_Instruction 1_
Please pull out every line in the entries below that contains the string "shirt", matching case exactly.

_Selection_

Jane K. Burke-Miller

Key Findings

Key Findings:

  • Multiple program participation was common among working-age adults with serious mental illness (SMI). Multiple program participation was more common in means-tested social welfare programs such as SSI and state welfare than in social insurance programs such as SSDI. 
  • States varied considerably in the proportion of working-age adults with SMI who were receiving SSI or State welfare benefits, even adjusting for individual characteristics and not explained by local area unemployment rates.
  • Employment was related to diminished use of SSI cash benefits, but not to SSDI cash benefit use.

Polygon outlines for photos:
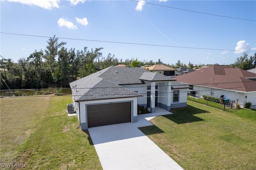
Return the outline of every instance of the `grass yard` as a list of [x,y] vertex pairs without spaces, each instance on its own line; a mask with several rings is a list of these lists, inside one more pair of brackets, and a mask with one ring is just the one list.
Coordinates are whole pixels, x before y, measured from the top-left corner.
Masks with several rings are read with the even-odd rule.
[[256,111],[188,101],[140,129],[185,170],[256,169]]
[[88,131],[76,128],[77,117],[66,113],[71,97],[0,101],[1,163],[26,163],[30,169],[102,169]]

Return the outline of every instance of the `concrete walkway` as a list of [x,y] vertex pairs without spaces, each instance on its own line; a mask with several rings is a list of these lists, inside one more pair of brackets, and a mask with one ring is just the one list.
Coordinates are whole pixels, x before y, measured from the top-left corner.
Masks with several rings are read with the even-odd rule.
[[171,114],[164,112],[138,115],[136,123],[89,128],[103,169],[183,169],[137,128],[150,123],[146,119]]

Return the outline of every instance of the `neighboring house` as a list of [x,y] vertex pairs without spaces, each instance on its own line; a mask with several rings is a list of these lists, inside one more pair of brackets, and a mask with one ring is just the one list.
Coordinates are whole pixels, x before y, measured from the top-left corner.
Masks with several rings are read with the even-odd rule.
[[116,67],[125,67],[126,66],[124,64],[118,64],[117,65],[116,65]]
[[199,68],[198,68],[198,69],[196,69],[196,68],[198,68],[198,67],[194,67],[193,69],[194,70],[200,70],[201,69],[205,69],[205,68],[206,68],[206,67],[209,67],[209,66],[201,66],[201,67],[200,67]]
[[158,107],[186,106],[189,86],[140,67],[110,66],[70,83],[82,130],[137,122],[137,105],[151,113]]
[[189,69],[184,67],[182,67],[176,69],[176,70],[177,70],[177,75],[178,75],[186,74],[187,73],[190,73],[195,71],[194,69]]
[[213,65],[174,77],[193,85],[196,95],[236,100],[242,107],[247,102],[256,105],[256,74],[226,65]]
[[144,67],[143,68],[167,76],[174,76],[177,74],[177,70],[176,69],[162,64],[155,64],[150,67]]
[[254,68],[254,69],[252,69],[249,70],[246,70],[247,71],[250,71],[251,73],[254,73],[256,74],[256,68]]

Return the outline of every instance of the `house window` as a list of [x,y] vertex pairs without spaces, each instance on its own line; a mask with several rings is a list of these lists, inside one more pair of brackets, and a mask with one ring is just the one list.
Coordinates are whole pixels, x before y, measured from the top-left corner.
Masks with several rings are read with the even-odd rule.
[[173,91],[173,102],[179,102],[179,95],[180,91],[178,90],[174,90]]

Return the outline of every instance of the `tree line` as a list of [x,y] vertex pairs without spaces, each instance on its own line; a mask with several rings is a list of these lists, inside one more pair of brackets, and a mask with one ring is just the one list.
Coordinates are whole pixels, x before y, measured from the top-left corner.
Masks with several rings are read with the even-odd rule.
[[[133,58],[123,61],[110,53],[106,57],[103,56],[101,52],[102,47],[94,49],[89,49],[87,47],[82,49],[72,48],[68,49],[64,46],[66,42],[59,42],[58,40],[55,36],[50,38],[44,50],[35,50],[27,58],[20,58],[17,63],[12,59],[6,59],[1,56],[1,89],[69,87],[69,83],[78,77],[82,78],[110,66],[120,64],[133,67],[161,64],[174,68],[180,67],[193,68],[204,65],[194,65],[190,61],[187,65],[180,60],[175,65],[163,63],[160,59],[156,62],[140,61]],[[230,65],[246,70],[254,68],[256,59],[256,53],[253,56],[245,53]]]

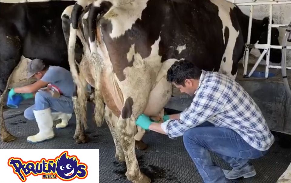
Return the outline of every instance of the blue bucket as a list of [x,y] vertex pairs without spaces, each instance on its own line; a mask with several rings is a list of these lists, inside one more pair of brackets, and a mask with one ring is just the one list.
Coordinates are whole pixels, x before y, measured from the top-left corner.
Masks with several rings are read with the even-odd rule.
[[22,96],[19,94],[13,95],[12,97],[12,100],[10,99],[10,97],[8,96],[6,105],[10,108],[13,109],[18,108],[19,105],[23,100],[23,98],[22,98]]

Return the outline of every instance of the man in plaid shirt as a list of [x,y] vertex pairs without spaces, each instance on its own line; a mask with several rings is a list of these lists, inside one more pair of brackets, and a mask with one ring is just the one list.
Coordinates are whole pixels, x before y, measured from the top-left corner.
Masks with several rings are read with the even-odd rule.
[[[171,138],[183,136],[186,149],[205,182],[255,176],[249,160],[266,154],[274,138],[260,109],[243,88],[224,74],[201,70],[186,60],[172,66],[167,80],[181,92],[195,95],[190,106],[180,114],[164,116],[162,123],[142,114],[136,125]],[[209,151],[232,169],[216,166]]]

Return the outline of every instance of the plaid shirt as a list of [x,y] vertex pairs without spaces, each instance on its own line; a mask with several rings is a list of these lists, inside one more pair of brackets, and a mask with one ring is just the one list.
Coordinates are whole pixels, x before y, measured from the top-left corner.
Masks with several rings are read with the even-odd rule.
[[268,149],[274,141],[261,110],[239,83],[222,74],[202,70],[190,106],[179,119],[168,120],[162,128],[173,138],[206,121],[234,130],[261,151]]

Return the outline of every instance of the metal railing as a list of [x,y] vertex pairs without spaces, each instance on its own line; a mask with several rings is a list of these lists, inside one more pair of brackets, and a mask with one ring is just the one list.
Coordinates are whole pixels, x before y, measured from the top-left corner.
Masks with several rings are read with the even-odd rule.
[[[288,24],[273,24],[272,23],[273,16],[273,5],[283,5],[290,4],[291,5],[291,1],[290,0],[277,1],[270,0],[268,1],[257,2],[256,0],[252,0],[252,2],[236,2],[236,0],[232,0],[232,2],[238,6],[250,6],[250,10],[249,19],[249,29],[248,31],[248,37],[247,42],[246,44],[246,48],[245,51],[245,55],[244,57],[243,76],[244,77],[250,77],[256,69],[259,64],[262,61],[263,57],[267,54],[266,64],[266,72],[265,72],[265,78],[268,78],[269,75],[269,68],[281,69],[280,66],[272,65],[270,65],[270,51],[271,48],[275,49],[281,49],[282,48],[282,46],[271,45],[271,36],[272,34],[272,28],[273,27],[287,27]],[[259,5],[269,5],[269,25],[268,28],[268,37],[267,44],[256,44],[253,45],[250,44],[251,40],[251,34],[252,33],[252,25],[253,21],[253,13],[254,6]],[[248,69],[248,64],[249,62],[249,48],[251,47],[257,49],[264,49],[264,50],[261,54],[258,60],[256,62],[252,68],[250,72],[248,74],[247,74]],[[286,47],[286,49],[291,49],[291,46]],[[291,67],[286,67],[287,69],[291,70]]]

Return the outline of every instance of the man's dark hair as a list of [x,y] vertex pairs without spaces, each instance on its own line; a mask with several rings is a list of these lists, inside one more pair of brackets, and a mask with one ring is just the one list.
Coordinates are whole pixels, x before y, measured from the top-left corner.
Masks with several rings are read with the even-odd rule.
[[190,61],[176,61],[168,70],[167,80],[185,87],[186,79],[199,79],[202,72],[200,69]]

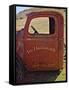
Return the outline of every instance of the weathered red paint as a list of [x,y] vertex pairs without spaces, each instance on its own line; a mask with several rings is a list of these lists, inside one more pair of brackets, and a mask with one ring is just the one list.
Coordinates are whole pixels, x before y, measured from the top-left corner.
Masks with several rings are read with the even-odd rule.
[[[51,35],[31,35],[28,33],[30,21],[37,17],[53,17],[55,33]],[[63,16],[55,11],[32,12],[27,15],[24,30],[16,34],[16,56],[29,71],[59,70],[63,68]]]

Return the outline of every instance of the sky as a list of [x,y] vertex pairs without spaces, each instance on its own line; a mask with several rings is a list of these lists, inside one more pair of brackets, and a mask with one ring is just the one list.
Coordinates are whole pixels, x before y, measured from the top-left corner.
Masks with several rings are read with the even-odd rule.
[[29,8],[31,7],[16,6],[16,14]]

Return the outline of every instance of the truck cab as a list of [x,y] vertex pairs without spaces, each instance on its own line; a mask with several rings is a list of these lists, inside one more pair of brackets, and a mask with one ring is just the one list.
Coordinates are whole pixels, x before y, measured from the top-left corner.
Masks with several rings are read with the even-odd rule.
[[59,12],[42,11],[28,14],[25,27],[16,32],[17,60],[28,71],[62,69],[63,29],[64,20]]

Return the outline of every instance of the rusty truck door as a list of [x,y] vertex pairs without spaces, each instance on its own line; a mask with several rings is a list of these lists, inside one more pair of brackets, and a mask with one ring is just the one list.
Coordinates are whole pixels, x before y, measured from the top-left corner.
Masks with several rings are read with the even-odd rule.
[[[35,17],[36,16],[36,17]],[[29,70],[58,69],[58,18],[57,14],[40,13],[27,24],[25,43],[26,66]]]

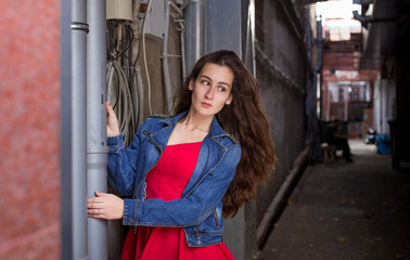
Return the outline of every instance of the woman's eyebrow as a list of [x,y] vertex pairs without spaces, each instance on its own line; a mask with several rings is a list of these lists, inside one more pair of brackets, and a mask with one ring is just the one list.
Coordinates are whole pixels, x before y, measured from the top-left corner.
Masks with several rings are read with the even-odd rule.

_Instruction 2_
Proceed with the key findings on benefit use among adults with serious mental illness, picking up after their final bullet point.

_Task result 1_
Return the outline of every instance of the man in plaid shirt as a list of [x,y] vertex pairs without spaces, each instance on its own line; a mask with several rings is a list of these lists, inside one more pair of brackets, and a mask with one ring is just the one list.
Return the outline of every instance of the plaid shirt as a list of [x,y] vertex pairs without spaces, each instance on its own line; a mask with several rings is a list of these lists, inside one more pair of brackets, and a mask with one ring is just the one list.

_Task result 2_
This study provides information about how SSA’s programs for people with psychiatric disabilities intersect and interact with other federal, state and local programs that provide cash and other benefits to people with disabilities, and how enrollment in these programs is affected by changes in employment. We used data from the Employment Intervention Demonstration Program, a federally-funded longitudinal study of supported employment programs for people with serious mental illness (SMI) conducted in 8 states. Detailed employment and benefit information was collected on 1,636 working-age adults over 24 months of follow-up. We present descriptive analyses quantifying sources of income among people with SMI, their relative reliance on public and private income sources, and benefit status changes over time relative to employment.  Key limitations of the study include the self-report nature of benefit status, non-population representative nature of the cohort sample, and consequent reliance on descriptive rather than inferential statistics.